GIVEN REQUEST A - In the forum thread about the password reset, how many times did jae have to use the "forgot my password" feature before it worked?
GIVEN REQUEST B - Continue the forum thread about the password reset from the point where it stops.

TEXT EXCERPT -
+++
BTW, it wasn't lack of a stupid insane password requirement that got all our information stolen. I want to know what they are doing to prevent that from happening.


----------



## killclimbz (Aug 10, 2007)

Yeah it sucks. Sorry guys, we didn't really have any say in the matter.


----------



## neni (Dec 24, 2012)

I get the password reset stuff. But wth did they reset ones signature to an old one? Someone messed with the audit tables?


----------



## nutmegchoi (Feb 10, 2016)

I may deleted the email.
My tapatalk account still works, but I'm locked out online.
Am I not welcome anymore???


----------



## Donutz (May 12, 2010)

Admin says to use the "forgot password" system to get your password reset.


----------



## jae (Nov 27, 2015)

took me about 3 days to decide I was bored enough to reset my password. spent about 30 minutes because it wasn't working right. I had to use the "forgot my password" feature about 3 times before it worked right. it was kinda strange how the automated pw wasn't working. I wonder how much this killed posting as nothings going on more so.


----------



## chomps1211 (Mar 30, 2011)
+++
(Extracted data entries)
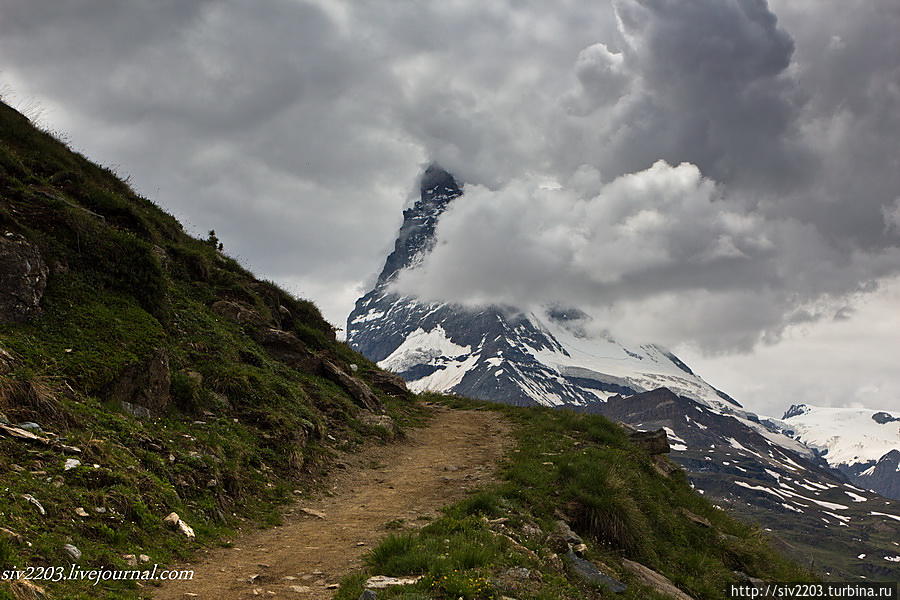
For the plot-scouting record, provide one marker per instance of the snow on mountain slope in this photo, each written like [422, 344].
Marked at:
[845, 436]
[550, 356]
[862, 443]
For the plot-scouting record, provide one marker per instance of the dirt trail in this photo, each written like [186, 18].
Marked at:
[300, 559]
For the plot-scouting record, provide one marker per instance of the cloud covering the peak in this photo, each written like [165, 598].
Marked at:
[708, 172]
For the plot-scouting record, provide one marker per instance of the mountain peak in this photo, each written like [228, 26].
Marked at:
[435, 177]
[416, 237]
[795, 410]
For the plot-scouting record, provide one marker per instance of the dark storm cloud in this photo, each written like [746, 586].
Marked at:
[296, 130]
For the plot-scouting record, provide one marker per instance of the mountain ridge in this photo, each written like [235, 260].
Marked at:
[503, 354]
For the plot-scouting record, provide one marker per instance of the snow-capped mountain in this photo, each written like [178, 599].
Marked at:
[862, 443]
[501, 353]
[516, 356]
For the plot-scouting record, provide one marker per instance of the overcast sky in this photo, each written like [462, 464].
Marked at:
[720, 176]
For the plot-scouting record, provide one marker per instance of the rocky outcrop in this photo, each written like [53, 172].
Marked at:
[23, 278]
[571, 547]
[237, 311]
[361, 393]
[390, 383]
[287, 348]
[588, 572]
[143, 388]
[652, 579]
[654, 442]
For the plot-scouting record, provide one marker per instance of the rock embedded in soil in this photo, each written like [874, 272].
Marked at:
[23, 278]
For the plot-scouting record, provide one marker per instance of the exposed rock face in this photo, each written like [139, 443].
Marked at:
[390, 383]
[358, 390]
[143, 389]
[286, 347]
[654, 442]
[7, 361]
[590, 574]
[23, 278]
[237, 311]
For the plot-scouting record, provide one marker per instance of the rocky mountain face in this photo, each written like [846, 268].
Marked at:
[862, 443]
[500, 353]
[546, 356]
[144, 373]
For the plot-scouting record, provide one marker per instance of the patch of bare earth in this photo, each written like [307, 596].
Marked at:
[307, 555]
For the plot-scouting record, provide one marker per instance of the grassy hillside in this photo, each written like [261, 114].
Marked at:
[177, 380]
[156, 375]
[584, 470]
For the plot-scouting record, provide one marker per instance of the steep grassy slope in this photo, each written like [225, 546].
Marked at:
[583, 469]
[177, 380]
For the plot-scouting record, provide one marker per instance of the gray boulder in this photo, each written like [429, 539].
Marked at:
[654, 442]
[23, 278]
[143, 388]
[590, 574]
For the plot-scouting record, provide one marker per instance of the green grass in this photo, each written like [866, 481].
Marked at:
[242, 430]
[582, 467]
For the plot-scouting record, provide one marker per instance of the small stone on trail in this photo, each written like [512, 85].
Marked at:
[380, 582]
[34, 501]
[73, 552]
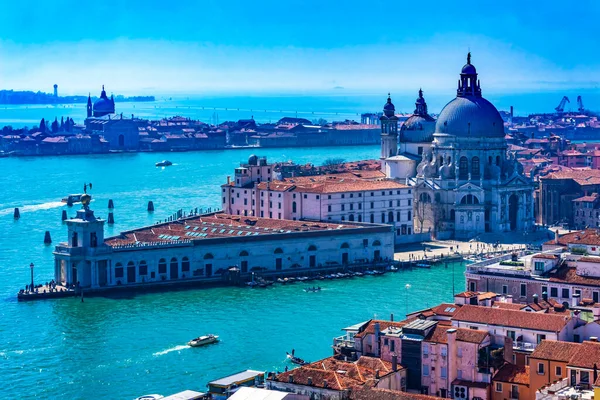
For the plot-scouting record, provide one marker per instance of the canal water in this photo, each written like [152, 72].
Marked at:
[120, 348]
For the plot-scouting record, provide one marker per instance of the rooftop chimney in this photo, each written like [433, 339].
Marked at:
[575, 300]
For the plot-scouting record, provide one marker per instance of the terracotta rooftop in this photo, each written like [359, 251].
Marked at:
[333, 183]
[510, 373]
[510, 318]
[587, 237]
[555, 350]
[369, 393]
[217, 226]
[370, 328]
[339, 375]
[587, 356]
[567, 274]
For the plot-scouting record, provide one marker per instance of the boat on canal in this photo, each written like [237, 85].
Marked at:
[294, 359]
[203, 340]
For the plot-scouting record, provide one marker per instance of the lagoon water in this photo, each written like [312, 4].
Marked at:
[122, 348]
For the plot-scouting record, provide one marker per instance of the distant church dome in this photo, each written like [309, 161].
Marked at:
[469, 114]
[420, 126]
[389, 109]
[103, 105]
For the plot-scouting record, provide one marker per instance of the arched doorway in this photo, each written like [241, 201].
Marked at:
[513, 211]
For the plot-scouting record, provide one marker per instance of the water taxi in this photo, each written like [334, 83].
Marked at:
[203, 340]
[72, 198]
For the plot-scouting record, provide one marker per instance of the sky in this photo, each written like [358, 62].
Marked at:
[291, 46]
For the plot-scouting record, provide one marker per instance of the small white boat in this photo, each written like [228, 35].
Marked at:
[203, 340]
[150, 397]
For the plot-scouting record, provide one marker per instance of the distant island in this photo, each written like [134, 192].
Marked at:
[29, 97]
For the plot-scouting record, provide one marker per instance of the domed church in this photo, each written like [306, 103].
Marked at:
[400, 154]
[103, 106]
[467, 183]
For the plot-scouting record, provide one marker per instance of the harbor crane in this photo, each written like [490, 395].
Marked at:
[561, 107]
[580, 107]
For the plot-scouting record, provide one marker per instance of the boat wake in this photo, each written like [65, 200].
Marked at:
[33, 207]
[176, 348]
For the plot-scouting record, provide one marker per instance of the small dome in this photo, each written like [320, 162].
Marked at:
[470, 117]
[468, 69]
[389, 109]
[418, 128]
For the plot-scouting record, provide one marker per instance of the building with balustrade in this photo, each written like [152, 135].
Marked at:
[212, 248]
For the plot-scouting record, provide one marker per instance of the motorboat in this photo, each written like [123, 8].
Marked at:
[203, 340]
[72, 198]
[313, 289]
[294, 359]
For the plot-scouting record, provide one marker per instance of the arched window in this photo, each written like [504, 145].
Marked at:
[162, 266]
[469, 199]
[475, 172]
[143, 268]
[185, 264]
[463, 168]
[425, 198]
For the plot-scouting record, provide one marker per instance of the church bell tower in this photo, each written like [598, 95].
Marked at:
[389, 130]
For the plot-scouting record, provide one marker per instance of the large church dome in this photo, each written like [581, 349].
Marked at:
[469, 114]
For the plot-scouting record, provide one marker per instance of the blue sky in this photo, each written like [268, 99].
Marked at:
[297, 46]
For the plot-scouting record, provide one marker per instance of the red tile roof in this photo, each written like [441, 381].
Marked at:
[511, 318]
[370, 328]
[586, 356]
[509, 373]
[555, 351]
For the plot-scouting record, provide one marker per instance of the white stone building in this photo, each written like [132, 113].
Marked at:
[204, 248]
[468, 183]
[341, 198]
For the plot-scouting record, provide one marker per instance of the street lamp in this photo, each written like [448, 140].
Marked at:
[31, 267]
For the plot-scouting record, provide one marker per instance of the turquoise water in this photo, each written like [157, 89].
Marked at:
[332, 107]
[122, 348]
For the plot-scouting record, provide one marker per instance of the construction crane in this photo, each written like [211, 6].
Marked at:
[580, 107]
[561, 107]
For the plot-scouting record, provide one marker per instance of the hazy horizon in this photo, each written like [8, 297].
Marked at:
[152, 47]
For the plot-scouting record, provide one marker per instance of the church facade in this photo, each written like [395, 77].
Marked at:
[466, 182]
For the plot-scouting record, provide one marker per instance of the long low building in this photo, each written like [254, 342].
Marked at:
[207, 247]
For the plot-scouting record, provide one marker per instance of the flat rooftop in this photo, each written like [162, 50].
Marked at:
[219, 226]
[237, 378]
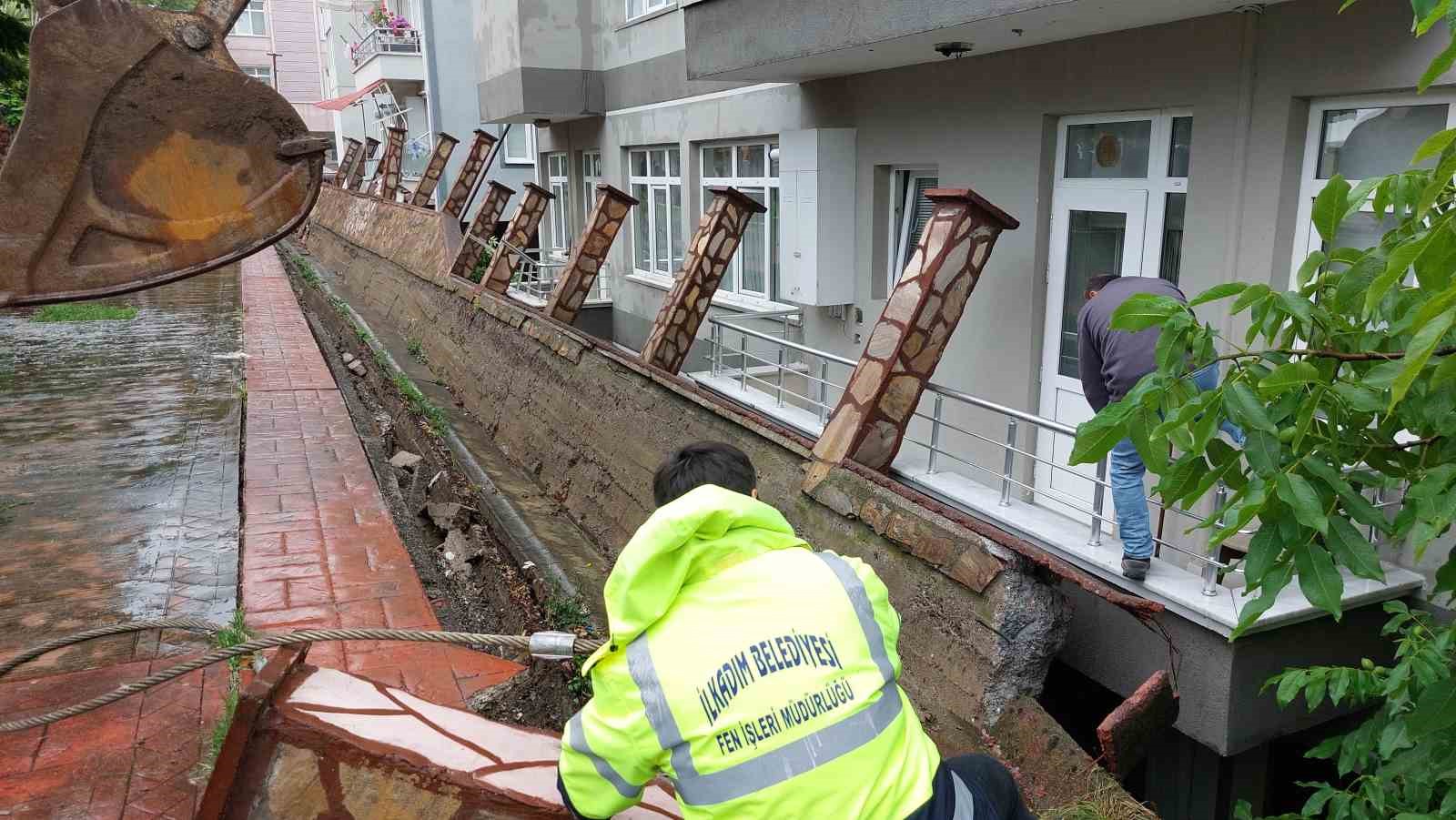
+++
EXERCISE OUTPUT A - About three times.

EXERCISE OUTPUT B -
neni said:


> I get the password reset stuff. But wth did they reset ones signature to an old one? Someone messed with the audit tables?


I noticed the same thing once I got back in. My sig defaulted to an older one & I got _robbed_ of 3 of my days out!!! :blink: That's No Bueño!!!  

Fortunately,.. Upon logging in to my user CP, I saw that my most recent signature was still there. I simply scrolled down & hit save,... Voilà!!! Back to my proper sig & day count. 
@neni, take a look at your user cp and see if you can do the same! :thumbsup: :grin:


----------



## snowangel99 (Mar 11, 2016)

chomps1211 said:


> I noticed the same thing once I got back in. My sig defaulted to an older one & I got _robbed_ of 3 of my days out!!! :blink: That's No Bueño!!!
> 
> Fortunately,.. Upon logging in to my user CP, I saw that my most recent signature was still there. I simply scrolled down & hit save,... Voilà!!! Back to my proper sig & day count.
> 
> @neni, take a look at your user cp and see if you can do the same! :thumbsup: :grin:


I am so glad you are ok. I was worried for a second there!


----------



## chomps1211 (Mar 30, 2011)

snowangel99 said:


> I am so glad you are ok. I was worried for a second there!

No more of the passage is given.